- SOURCE TEXT
● ● ● ●

# bindsnet.learning package¶

## bindsnet.learning.learning module¶

class bindsnet.learning.learning.Hebbian(connection: bindsnet.network.topology.AbstractConnection, nu: Union[float, Sequence[float], Sequence[torch.Tensor], None] = None, reduction: Optional[callable] = None, weight_decay: float = 0.0, **kwargs)[source]

Simple Hebbian learning rule. Pre- and post-synaptic updates are both positive.

Constructor for Hebbian learning rule.

Parameters: connection – An AbstractConnection object whose weights the Hebbian learning rule will modify. nu – Single or pair of learning rates for pre- and post-synaptic events. It also accepts a pair of tensors to individualize learning rates of each neuron. In this case, their shape should be the same size as the connection weights. reduction – Method for reducing parameter updates along the batch dimension. weight_decay – Coefficient controlling rate of decay of the weights each iteration.
class bindsnet.learning.learning.LearningRule(connection: bindsnet.network.topology.AbstractConnection, nu: Union[float, Sequence[float], Sequence[torch.Tensor], None] = None, reduction: Optional[callable] = None, weight_decay: float = 0.0, **kwargs)[source]

Bases: abc.ABC

Abstract base class for learning rules.

● ● ● ●

- STORED DATA
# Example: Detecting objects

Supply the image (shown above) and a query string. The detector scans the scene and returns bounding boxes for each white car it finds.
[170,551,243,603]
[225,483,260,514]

● ● ● ●

- TASK INSTRUCTIONS
1 > Using the bindsnet.learning documentation above, answer each question:
(a) What default value does the Hebbian constructor give weight_decay?
(b) What does the reduction parameter do?
(c) Which class does LearningRule list as its base?
2 > Decide whether each statement agrees with the bindsnet.learning documentation, and support each yes or no with a direct quotation from it:
(a) In the Hebbian rule, pre- and post-synaptic updates are both negative.
(b) If nu is given as a pair of tensors, their shape should match the connection weights.
(c) LearningRule is described as an abstract base class.
3 > Resume the bindsnet.learning documentation after its final line.

- RESULTS
1 >
(a) 0.0
(b) It is the method for reducing parameter updates along the batch dimension.
(c) abc.ABC

2 >
(a) No: "Pre- and post-synaptic updates are both positive."
(b) Yes: "their shape should be the same size as the connection weights."
(c) Yes: "Abstract base class for learning rules."

3 >
Abstract constructor for the LearningRule object.

Parameters: connection – An AbstractConnection object. nu – Single or pair of learning rates for pre- and post-synaptic events. It also accepts a pair of tensors to individualize learning rates of each neuron. In this case, their shape should be the same size as the connection weights. reduction – Method for reducing parameter updates along the batch dimension. weight_decay – Coefficient controlling rate of decay of the weights each iteration.
update() → None[source]

Abstract method for a learning rule update.

class bindsnet.learning.learning.MSTDP(connection: bindsnet.network.topology.AbstractConnection, nu: Union[float, Sequence[float], Sequence[torch.Tensor], None] = None, reduction: Optional[callable] = None, weight_decay: float = 0.0, **kwargs)[source]

Reward-modulated STDP. Adapted from (Florian 2007).

Constructor for MSTDP learning rule.

Parameters: connection – An AbstractConnection object whose weights the MSTDP learning rule will modify. nu – Single or pair of learning rates for pre- and post-synaptic events, respectively. It also accepts a pair of tensors to individualize learning rates of each neuron. In this case, their shape should be the same size as the connection weights. reduction – Method for reducing parameter updates along the minibatch dimension. weight_decay – Coefficient controlling rate of decay of the weights each iteration.

Keyword arguments:

Parameters: tc_plus – Time constant for pre-synaptic firing trace. tc_minus – Time constant for post-synaptic firing trace.
class bindsnet.learning.learning.MSTDPET(connection: bindsnet.network.topology.AbstractConnection, nu: Union[float, Sequence[float], Sequence[torch.Tensor], None] = None, reduction: Optional[callable] = None, weight_decay: float = 0.0, **kwargs)[source]

Reward-modulated STDP with eligibility trace. Adapted from (Florian 2007).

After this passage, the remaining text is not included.